• What to produce:
Turn the paragraph in the piece on Israel's liberal democracy that begins "Zionism, as the embodiment" into a short list of its main points.

Who will be left to protect Israel’s liberal democracy?

Yossi Mekelberg

A number of years ago, a dystopian TV series called “Autonomies” was broadcast in Israel. It was set in a “fictional reality” in which Israel was split into two autonomous territories — a secular state, the capital of which was Tel Aviv, and an ultra-Orthodox entity with Jerusalem as its capital.
Over time, this fictional drama has come to appear somewhat prescient regarding the future of Israel, a country where the reality is trumping fiction. There is now more than just a real-life division between the secular and the ultra-Orthodox. There are multiple social divides that are forcing the entire Zionist enterprise to struggle not only for modern-day relevance but also for its very survival.
The German philosopher Georg Wilhelm Friedrich Hegel contended that each phase of the historical process could be said to contain the seeds of its own destruction, ultimately resulting in the negation of itself and the emergence of a new society.
Zionism, as the embodiment of the national aspirations of the Jewish people, was based on two main motivations. One was a wish to separate themselves from societies in which Jews were suffering from antisemitism and their inability to achieve self-determination; the other was the desire to rebel against the orthodoxy within Judaism that was holding the Jewish people back from entering the modern world.
While the first objective of self-determination was achieved in 1948, and was mainly the product of secular Zionism. In recent decades, however, Israel has fallen under the spell of the ultra-Orthodox and the religious-messianic ultraright, who are seeking to reverse the progress of modernization and of becoming part of the liberal-democratic world.

• Information given:
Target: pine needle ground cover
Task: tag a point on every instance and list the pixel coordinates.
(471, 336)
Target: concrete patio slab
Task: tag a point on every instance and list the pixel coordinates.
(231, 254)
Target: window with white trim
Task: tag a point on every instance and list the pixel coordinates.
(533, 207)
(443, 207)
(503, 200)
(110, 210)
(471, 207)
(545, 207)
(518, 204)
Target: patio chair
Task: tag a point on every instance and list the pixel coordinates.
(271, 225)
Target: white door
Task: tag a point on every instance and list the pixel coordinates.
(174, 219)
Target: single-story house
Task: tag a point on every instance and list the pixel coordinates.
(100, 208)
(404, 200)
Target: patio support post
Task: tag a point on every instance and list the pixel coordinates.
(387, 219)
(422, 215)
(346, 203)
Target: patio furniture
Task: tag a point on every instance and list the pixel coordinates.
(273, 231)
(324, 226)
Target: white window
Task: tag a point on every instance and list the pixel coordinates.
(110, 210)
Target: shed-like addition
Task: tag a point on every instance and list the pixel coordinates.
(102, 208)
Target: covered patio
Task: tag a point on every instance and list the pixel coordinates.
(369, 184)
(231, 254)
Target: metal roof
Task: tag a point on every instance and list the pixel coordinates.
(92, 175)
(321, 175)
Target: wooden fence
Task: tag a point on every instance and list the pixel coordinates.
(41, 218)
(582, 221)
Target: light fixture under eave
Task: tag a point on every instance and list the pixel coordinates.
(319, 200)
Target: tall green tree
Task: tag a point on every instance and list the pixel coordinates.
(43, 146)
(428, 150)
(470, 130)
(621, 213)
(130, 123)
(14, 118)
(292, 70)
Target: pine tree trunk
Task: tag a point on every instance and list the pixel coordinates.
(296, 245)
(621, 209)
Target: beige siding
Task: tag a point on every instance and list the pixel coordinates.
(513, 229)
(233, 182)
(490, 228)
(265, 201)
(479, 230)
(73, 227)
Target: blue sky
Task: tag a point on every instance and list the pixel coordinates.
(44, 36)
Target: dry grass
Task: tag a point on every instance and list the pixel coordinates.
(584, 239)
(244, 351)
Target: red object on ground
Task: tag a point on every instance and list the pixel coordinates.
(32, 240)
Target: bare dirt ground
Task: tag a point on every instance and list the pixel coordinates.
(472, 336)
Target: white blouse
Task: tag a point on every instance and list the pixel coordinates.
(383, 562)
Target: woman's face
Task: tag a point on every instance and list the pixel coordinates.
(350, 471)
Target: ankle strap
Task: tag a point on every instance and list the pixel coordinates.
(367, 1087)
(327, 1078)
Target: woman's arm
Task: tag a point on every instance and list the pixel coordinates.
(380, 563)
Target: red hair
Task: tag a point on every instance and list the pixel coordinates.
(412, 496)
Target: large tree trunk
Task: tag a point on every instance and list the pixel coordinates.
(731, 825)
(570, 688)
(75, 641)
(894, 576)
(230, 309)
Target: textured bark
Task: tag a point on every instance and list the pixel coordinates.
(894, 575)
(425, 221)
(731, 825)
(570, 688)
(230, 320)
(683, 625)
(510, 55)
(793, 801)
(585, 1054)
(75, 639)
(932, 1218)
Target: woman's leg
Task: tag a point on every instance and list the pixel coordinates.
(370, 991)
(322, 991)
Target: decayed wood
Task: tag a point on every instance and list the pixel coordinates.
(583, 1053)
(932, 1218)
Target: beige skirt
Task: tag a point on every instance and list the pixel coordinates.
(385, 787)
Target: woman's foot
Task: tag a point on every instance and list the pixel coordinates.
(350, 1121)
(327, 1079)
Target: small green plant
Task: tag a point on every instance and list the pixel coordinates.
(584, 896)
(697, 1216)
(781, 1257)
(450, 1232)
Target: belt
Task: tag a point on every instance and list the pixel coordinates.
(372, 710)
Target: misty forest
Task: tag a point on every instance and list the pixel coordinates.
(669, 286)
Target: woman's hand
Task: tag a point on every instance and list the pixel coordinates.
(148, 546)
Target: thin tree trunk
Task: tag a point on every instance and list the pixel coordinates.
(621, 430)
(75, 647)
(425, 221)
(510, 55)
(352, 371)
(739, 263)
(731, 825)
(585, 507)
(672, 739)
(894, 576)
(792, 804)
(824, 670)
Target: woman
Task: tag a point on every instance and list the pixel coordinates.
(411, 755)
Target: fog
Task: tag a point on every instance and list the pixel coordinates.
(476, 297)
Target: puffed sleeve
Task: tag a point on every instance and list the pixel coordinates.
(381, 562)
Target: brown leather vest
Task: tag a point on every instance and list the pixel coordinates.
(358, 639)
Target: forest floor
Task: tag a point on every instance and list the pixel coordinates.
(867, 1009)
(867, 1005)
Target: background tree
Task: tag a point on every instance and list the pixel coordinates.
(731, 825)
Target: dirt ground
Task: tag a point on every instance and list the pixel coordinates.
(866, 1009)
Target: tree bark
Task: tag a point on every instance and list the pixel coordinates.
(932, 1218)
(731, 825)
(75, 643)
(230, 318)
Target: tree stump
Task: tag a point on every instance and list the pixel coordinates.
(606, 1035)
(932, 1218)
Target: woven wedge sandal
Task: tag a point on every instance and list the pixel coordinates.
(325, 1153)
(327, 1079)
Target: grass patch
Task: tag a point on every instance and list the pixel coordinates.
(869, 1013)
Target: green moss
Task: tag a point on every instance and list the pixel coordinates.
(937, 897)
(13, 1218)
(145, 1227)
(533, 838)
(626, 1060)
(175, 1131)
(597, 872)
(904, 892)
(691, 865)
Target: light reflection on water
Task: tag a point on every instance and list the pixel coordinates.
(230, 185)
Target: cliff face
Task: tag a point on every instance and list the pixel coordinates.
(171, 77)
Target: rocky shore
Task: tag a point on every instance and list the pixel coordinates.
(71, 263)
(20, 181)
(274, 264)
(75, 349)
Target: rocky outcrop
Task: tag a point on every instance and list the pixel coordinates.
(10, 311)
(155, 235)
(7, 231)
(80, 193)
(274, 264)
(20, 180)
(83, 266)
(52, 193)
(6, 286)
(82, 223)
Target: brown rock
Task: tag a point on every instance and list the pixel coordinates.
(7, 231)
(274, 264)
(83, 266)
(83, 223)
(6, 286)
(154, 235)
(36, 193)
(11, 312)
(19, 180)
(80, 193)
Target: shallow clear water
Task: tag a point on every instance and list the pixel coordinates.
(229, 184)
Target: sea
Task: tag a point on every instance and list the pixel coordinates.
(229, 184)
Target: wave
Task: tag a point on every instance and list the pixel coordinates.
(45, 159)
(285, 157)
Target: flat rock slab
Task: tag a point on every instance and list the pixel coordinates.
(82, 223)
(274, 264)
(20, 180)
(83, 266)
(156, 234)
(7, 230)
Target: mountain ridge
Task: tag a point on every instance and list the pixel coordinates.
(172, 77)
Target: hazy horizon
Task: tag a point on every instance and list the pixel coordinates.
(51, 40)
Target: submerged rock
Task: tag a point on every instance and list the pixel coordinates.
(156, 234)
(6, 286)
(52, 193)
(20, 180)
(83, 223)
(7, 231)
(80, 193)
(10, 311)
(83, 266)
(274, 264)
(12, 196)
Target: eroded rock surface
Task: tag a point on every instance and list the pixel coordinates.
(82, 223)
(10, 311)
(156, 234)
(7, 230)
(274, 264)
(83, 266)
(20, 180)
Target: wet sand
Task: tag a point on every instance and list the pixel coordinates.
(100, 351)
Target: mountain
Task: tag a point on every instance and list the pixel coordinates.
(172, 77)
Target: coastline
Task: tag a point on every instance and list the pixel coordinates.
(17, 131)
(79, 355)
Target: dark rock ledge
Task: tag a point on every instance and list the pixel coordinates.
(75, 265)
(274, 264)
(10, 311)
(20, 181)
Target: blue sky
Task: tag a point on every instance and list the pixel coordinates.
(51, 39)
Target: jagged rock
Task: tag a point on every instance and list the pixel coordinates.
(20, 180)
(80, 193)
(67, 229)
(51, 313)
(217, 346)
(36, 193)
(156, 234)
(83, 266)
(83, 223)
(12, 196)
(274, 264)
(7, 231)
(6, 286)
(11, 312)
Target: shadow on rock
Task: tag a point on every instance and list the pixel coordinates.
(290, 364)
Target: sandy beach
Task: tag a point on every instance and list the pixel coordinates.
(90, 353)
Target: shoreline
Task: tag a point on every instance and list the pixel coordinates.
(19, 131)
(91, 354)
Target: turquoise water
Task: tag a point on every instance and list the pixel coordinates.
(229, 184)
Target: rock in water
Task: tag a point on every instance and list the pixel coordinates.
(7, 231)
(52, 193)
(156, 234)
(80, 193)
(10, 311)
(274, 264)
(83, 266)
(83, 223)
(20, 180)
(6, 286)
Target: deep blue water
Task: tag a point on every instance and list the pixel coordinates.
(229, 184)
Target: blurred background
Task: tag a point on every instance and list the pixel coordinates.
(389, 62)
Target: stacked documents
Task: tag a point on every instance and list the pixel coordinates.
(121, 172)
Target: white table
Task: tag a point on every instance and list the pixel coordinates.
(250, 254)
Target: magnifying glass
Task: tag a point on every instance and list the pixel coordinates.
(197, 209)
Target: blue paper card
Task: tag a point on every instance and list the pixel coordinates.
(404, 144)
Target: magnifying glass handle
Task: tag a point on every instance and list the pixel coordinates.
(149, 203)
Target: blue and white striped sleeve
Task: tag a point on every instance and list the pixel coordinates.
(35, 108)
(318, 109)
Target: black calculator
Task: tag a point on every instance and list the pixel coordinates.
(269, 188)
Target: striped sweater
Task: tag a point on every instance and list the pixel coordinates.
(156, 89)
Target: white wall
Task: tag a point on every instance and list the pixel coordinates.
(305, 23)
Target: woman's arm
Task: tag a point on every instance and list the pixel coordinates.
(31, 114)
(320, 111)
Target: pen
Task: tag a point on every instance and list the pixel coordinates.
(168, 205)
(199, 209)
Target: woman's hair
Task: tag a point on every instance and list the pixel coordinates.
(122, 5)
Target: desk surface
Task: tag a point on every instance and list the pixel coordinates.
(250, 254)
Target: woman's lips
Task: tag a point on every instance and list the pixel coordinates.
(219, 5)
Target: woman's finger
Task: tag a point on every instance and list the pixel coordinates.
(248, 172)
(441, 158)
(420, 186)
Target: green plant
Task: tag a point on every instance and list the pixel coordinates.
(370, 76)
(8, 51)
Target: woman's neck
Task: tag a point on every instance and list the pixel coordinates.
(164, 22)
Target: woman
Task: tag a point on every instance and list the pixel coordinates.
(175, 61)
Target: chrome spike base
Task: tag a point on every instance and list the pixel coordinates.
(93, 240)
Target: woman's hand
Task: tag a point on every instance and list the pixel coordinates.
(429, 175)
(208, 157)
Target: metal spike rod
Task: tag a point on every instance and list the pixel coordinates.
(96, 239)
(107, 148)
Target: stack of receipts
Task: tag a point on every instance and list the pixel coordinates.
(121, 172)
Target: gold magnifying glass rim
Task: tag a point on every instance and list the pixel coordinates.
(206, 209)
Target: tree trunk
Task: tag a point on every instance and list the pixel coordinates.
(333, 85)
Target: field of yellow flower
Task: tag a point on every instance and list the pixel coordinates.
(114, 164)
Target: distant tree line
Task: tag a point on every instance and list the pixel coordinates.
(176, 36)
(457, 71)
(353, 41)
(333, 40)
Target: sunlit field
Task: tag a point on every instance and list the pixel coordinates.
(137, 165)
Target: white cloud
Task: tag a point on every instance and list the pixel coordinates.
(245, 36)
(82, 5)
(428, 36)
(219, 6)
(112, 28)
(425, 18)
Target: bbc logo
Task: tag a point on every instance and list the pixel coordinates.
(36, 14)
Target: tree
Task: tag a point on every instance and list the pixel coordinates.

• Your solution:
- Zionism embodied the national aspirations of the Jewish people.
- It rested on two main motivations:
  - to separate from societies where Jews suffered antisemitism and could not achieve self-determination
  - to rebel against the orthodoxy within Judaism that was holding the Jewish people back from entering the modern world